━━ INFORMATION SHOWN

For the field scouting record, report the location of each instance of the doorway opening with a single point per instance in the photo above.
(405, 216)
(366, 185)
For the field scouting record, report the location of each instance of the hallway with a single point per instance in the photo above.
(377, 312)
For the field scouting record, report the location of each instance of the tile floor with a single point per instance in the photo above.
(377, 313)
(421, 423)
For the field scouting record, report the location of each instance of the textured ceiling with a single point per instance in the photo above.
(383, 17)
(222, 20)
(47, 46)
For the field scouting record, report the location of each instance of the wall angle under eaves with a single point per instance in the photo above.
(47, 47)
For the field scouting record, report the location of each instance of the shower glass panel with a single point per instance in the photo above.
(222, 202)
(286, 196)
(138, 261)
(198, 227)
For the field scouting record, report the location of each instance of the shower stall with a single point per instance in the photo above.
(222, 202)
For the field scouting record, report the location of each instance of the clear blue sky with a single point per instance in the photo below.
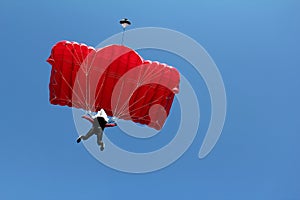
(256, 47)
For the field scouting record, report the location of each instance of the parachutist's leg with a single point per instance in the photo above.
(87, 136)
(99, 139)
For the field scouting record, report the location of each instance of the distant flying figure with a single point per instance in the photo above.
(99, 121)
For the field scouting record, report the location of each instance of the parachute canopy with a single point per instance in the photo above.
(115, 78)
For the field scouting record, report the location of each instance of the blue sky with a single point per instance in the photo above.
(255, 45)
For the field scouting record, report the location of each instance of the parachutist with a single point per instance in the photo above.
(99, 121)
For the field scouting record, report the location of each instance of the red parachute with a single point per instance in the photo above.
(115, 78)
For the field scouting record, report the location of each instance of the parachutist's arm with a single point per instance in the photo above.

━━━━

WORK TO BE COMPLETED
Repeat every record exactly, but not the pictures.

ANSWER SECTION
For the field scouting record, report the location of each instance of the doorway opening with a single point per instance in the photo above.
(405, 216)
(366, 185)
For the field scouting record, report the location of each instance of the hallway with a single point per instance in the photo above.
(377, 312)
For the field scouting record, report the location of each instance of the tile floor with a single point per instance in the photo above.
(377, 313)
(421, 423)
For the field scouting record, report the location of each instance of the textured ceiling with a single point per instance in the photo above.
(383, 17)
(222, 20)
(47, 46)
For the field scouting record, report the location of each instance of the wall angle under eaves with a single point per instance in the photo above.
(47, 47)
For the field scouting record, report the location of each instance of the shower glass panel with a single point per instance in the photo above.
(222, 202)
(286, 196)
(138, 261)
(198, 227)
For the field scouting record, report the location of each instance of the shower stall with a single point per instance in the photo above.
(222, 202)
For the field scouting record, report the location of each instance of the clear blue sky with a single point per instance in the photo below.
(256, 47)
For the field scouting record, report the location of each instance of the parachutist's leg with a single point per instance in the photo above.
(87, 136)
(99, 139)
For the field scouting record, report the location of each instance of the distant flying figure with a single point per instance in the photo above.
(99, 121)
For the field scouting record, report the location of each instance of the parachute canopy with a single point per instance in the photo above.
(115, 78)
For the field scouting record, report the location of each instance of the blue sky with a single point per instance in the photo above.
(255, 45)
For the field scouting record, report the location of each instance of the parachutist with a single point per instance in the photo above.
(99, 121)
For the field scouting record, report the location of each instance of the red parachute with a single point per instance in the photo above.
(115, 78)
For the field scouting record, report the location of each instance of the parachutist's arm with a single point per instance in the photo above.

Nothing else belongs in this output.